Raw records.

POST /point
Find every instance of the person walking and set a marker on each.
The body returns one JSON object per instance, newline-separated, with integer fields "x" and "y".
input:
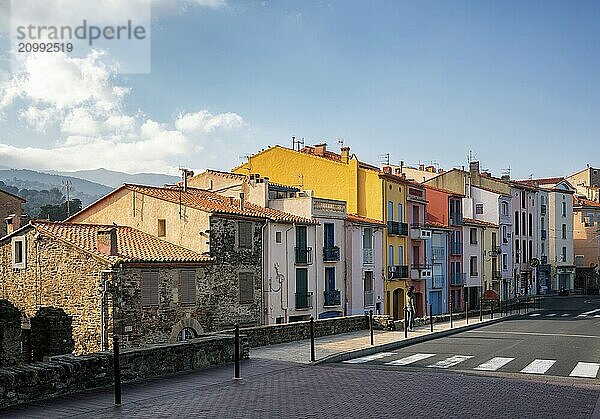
{"x": 410, "y": 307}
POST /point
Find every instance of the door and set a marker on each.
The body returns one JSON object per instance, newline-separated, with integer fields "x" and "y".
{"x": 435, "y": 299}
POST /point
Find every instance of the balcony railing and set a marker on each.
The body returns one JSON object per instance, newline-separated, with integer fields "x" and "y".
{"x": 368, "y": 256}
{"x": 398, "y": 272}
{"x": 457, "y": 278}
{"x": 455, "y": 248}
{"x": 331, "y": 254}
{"x": 303, "y": 255}
{"x": 438, "y": 281}
{"x": 369, "y": 299}
{"x": 396, "y": 228}
{"x": 303, "y": 300}
{"x": 438, "y": 252}
{"x": 332, "y": 298}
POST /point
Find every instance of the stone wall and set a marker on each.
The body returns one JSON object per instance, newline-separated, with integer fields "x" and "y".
{"x": 66, "y": 374}
{"x": 289, "y": 332}
{"x": 10, "y": 334}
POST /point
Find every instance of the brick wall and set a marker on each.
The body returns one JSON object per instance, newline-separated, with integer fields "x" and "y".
{"x": 289, "y": 332}
{"x": 66, "y": 374}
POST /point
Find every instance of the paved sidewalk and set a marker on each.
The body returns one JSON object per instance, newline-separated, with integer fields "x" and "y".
{"x": 326, "y": 346}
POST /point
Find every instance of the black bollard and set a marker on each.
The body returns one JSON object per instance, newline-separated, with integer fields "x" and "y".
{"x": 117, "y": 369}
{"x": 371, "y": 325}
{"x": 431, "y": 317}
{"x": 312, "y": 339}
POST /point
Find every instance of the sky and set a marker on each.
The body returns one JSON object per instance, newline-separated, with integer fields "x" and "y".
{"x": 513, "y": 82}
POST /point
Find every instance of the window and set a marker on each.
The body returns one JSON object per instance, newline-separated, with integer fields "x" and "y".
{"x": 245, "y": 235}
{"x": 19, "y": 252}
{"x": 246, "y": 283}
{"x": 162, "y": 228}
{"x": 330, "y": 279}
{"x": 328, "y": 235}
{"x": 473, "y": 266}
{"x": 473, "y": 236}
{"x": 187, "y": 287}
{"x": 150, "y": 289}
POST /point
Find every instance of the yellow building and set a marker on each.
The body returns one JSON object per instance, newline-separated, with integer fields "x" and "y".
{"x": 367, "y": 190}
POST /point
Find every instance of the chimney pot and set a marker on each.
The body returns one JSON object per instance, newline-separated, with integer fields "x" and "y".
{"x": 107, "y": 241}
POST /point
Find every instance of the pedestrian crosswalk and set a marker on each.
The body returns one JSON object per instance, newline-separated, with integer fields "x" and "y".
{"x": 502, "y": 364}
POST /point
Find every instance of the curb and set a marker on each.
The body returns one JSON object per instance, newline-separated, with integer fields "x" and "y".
{"x": 344, "y": 356}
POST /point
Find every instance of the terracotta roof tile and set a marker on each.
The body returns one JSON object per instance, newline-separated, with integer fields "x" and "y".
{"x": 215, "y": 203}
{"x": 132, "y": 245}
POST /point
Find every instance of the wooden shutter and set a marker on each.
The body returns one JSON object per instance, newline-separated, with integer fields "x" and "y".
{"x": 149, "y": 289}
{"x": 244, "y": 235}
{"x": 246, "y": 280}
{"x": 187, "y": 288}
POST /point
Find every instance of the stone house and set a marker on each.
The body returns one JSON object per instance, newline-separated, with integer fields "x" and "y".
{"x": 119, "y": 279}
{"x": 11, "y": 212}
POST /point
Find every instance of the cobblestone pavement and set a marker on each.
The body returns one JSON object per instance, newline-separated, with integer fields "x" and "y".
{"x": 272, "y": 389}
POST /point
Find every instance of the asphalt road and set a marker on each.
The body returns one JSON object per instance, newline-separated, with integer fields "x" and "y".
{"x": 561, "y": 342}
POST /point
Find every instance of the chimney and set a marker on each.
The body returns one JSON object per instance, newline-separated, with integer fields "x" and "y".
{"x": 13, "y": 222}
{"x": 345, "y": 154}
{"x": 320, "y": 149}
{"x": 474, "y": 167}
{"x": 107, "y": 241}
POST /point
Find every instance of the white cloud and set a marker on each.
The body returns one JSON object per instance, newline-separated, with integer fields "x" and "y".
{"x": 205, "y": 122}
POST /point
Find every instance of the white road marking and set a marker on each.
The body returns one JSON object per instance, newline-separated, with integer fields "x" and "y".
{"x": 450, "y": 362}
{"x": 591, "y": 311}
{"x": 410, "y": 359}
{"x": 493, "y": 364}
{"x": 585, "y": 370}
{"x": 539, "y": 366}
{"x": 368, "y": 358}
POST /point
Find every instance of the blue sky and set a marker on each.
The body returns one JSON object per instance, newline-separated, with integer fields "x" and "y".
{"x": 515, "y": 82}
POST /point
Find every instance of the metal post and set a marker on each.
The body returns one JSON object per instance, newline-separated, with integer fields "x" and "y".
{"x": 236, "y": 352}
{"x": 431, "y": 317}
{"x": 117, "y": 369}
{"x": 312, "y": 339}
{"x": 371, "y": 325}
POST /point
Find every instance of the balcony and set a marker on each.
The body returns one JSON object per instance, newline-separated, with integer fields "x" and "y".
{"x": 418, "y": 272}
{"x": 418, "y": 232}
{"x": 367, "y": 256}
{"x": 303, "y": 300}
{"x": 303, "y": 255}
{"x": 455, "y": 248}
{"x": 458, "y": 278}
{"x": 398, "y": 272}
{"x": 331, "y": 254}
{"x": 396, "y": 228}
{"x": 332, "y": 298}
{"x": 438, "y": 252}
{"x": 369, "y": 299}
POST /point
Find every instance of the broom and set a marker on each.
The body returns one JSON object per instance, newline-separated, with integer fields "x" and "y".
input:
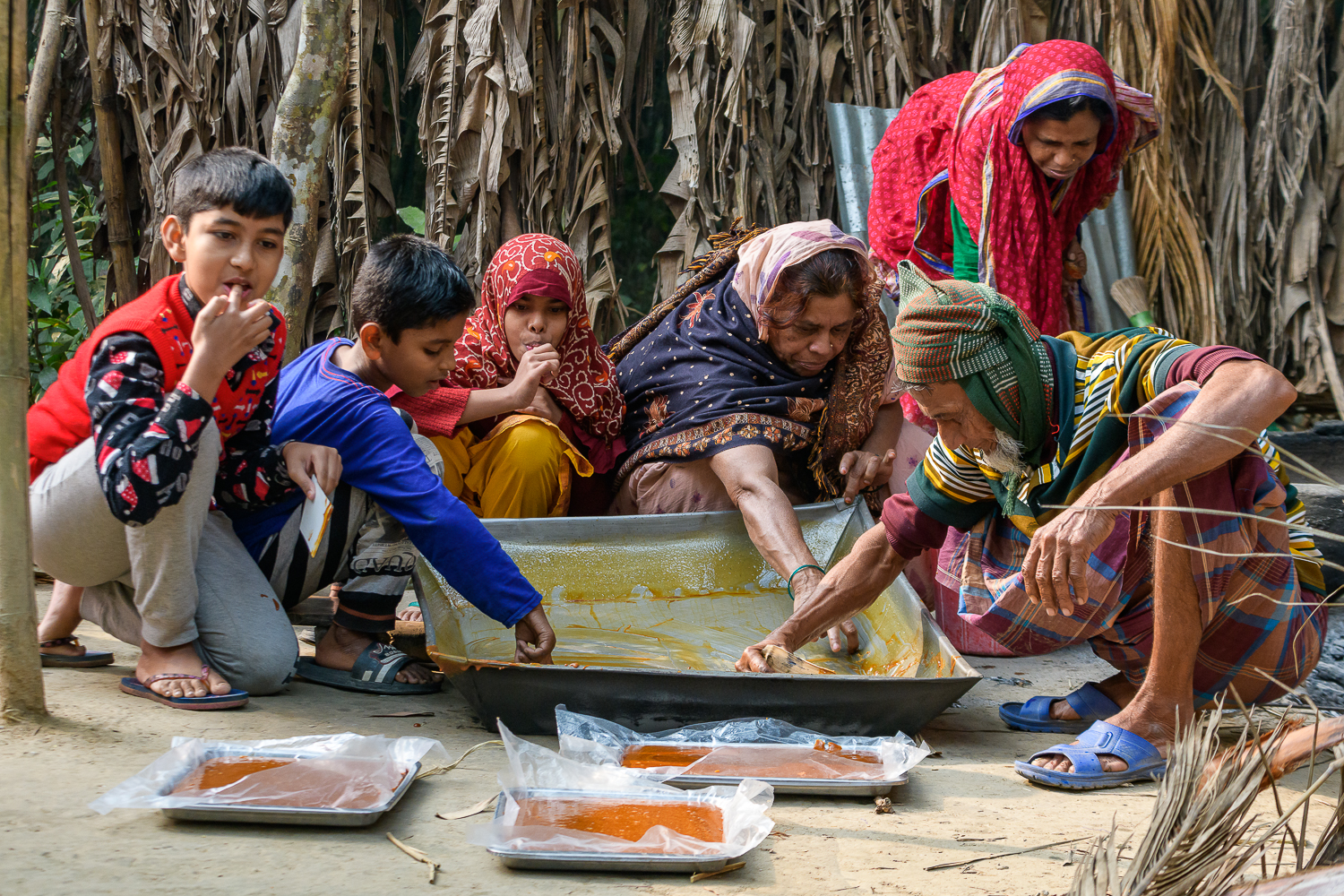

Stated problem. Give only the number of lines in the items above that contain the string "chimney".

Output for this exercise. 2